> **PAGE EXTRACT**
Reputation: 3196
I'm trying to use abbreviate
to come up with short unique abbreviations but its returning some unexpected values. If I run:
abbreviate(c('moscowcity', 'ms'), minlength = 2)
moscowcity ms
"msc" "ms"
it returns "mscw" instead of a simpler two-letter abbreviation such as "mo" or "mc" or "mt" or "my"
If I change to strict = TRUE
it returns duplicates.
Is there any way to get both as two letter abbreviations that are also unique?
Upvotes: 1
Views: 163
Reputation: 3196
Reading through the answers it looks like abbreviate
wasn't really built for what I wanted. Taking @akrun's suggestion I wrote a wrapper function to create unique abbreviations.
Improvements welcome!!
btrAbbreviate = function(x, maxlen) {
x = tolower(x)
res = abbreviate(x, minlength = maxlen, strict = TRUE)
dups = res[duplicated(res)]
dupsChk = length(dups)
while (dupsChk != 0) {
firstChar = stringr::str_sub(names(dups), 1, 1)
shfl = stringi::stri_rand_shuffle(substring(names(dups), 2))
shfl = paste0(firstChar, shfl)
out = stringr::str_sub(shfl, 1, 2)
names(out) = names(dups)
res[names(out)] = out
dups = res[duplicated(res)]
dupsChk = length(dups)
}
return(res)
}
x = state.name
btrAbbreviate(x, maxlen = 2)

> **INFORMATION SUPPLIED**

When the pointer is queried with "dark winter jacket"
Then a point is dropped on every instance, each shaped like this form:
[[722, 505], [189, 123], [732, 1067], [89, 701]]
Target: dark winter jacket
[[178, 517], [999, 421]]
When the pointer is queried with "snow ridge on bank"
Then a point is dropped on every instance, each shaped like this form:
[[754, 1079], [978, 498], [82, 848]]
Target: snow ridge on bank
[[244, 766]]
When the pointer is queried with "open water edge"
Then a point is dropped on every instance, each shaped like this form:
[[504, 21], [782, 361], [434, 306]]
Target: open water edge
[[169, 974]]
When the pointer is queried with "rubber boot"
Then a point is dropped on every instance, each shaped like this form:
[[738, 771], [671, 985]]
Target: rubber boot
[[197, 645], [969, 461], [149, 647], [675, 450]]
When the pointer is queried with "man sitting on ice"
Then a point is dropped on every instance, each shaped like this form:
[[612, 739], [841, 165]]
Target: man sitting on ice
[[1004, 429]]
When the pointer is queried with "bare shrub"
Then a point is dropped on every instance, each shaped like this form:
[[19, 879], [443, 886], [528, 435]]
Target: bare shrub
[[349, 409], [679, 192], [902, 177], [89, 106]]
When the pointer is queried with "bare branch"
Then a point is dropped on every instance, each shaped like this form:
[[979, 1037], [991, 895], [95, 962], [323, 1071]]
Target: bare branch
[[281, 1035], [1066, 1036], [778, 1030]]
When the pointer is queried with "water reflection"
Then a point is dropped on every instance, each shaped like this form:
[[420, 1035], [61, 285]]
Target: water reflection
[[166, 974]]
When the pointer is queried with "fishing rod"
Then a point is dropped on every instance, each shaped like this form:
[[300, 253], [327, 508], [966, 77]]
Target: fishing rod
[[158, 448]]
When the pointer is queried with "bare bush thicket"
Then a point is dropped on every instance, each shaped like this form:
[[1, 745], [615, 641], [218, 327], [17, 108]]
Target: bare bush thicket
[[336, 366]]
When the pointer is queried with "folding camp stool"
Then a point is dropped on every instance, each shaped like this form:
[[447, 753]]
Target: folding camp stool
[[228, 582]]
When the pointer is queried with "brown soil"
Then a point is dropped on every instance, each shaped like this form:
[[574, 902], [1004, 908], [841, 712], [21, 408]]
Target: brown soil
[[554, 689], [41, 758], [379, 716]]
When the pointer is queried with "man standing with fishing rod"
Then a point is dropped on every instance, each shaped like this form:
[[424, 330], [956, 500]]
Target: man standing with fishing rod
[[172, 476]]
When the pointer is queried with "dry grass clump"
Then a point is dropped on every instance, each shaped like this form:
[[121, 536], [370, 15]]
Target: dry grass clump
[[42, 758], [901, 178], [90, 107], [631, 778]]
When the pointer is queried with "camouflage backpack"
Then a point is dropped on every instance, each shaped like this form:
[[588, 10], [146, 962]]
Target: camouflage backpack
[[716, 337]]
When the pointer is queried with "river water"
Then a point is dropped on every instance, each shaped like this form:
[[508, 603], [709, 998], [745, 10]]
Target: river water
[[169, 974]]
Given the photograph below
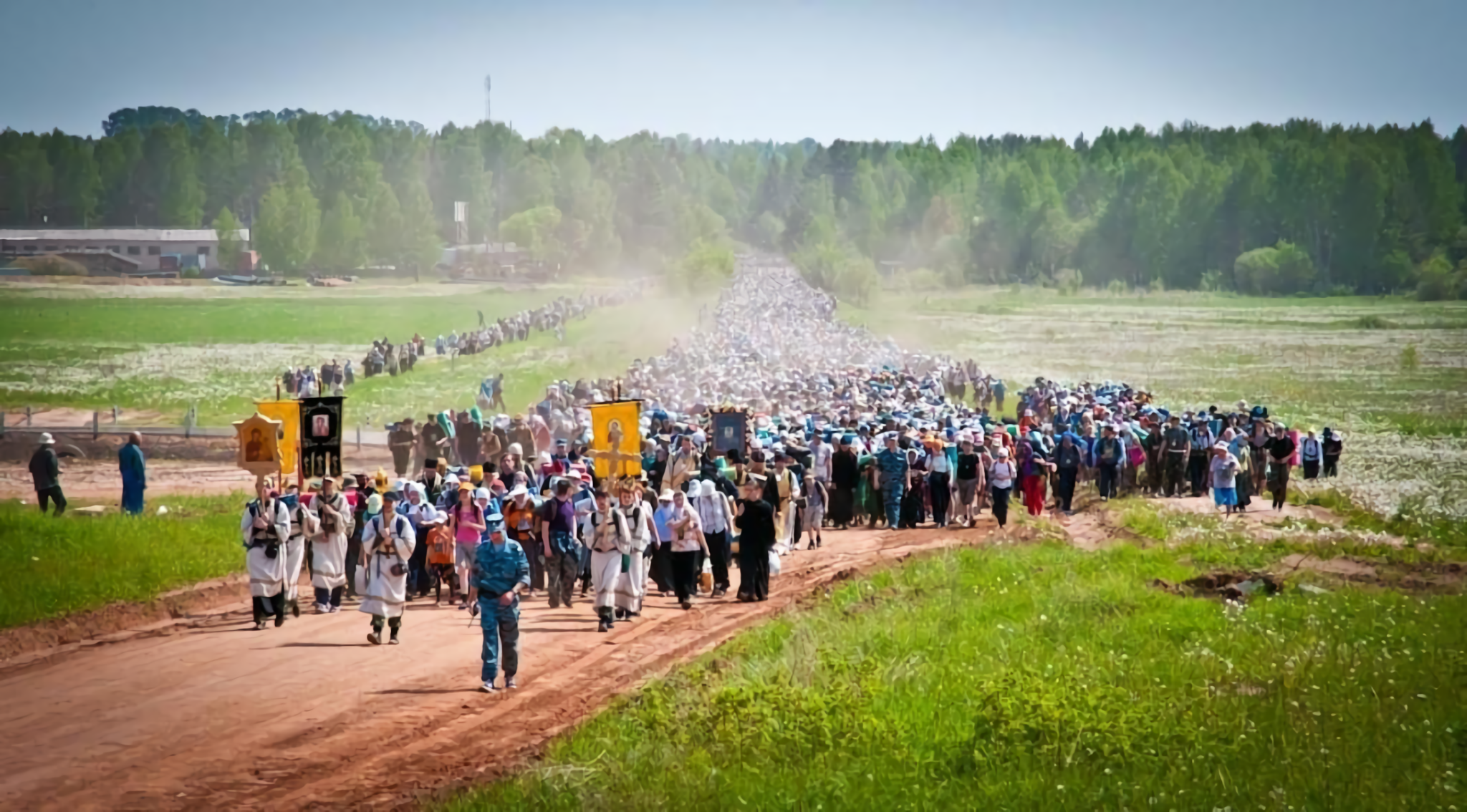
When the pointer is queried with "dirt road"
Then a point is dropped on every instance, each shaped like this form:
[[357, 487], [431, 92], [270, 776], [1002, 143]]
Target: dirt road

* * *

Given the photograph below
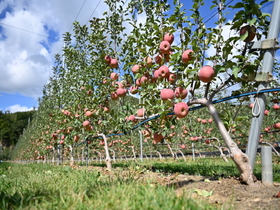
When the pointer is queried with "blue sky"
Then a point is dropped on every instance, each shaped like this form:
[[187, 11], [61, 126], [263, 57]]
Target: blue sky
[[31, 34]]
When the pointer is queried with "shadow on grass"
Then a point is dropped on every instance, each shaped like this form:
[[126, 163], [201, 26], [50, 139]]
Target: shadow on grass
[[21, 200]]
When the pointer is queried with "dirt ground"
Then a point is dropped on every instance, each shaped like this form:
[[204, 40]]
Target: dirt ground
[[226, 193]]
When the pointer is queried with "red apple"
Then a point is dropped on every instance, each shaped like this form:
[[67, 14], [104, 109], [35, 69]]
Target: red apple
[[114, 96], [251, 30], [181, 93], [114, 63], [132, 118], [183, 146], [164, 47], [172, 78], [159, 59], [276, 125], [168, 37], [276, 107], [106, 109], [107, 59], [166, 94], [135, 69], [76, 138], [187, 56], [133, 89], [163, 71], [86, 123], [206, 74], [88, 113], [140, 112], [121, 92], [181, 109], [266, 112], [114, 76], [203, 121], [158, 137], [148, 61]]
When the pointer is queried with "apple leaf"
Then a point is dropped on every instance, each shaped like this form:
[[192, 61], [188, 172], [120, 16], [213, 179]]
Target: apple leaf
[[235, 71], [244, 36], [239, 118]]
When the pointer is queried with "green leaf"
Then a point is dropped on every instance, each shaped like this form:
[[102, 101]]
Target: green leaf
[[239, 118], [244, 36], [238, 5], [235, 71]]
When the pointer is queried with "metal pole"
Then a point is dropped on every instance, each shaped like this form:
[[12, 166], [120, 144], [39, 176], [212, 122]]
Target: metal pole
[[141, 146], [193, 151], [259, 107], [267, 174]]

> **TASK LIST**
1. From the thread about R's abbreviate function, list every two-letter abbreviation that the poster offers as a simpler alternative to the one returned.
2. In the thread about R's abbreviate function, rewrite the passage starting at "shfl = stringi::stri_rand_shuffle(substring(names(dups), 2))" and ending at "return(res)", with "shfl" changed to "shuffled" throughout.

> **RESULTS FOR THE EXERCISE**
1. "mo", "mc", "mt", "my"

2.
shuffled = stringi::stri_rand_shuffle(substring(names(dups), 2))
shuffled = paste0(firstChar, shuffled)
out = stringr::str_sub(shuffled, 1, 2)
names(out) = names(dups)
res[names(out)] = out
dups = res[duplicated(res)]
dupsChk = length(dups)
}
return(res)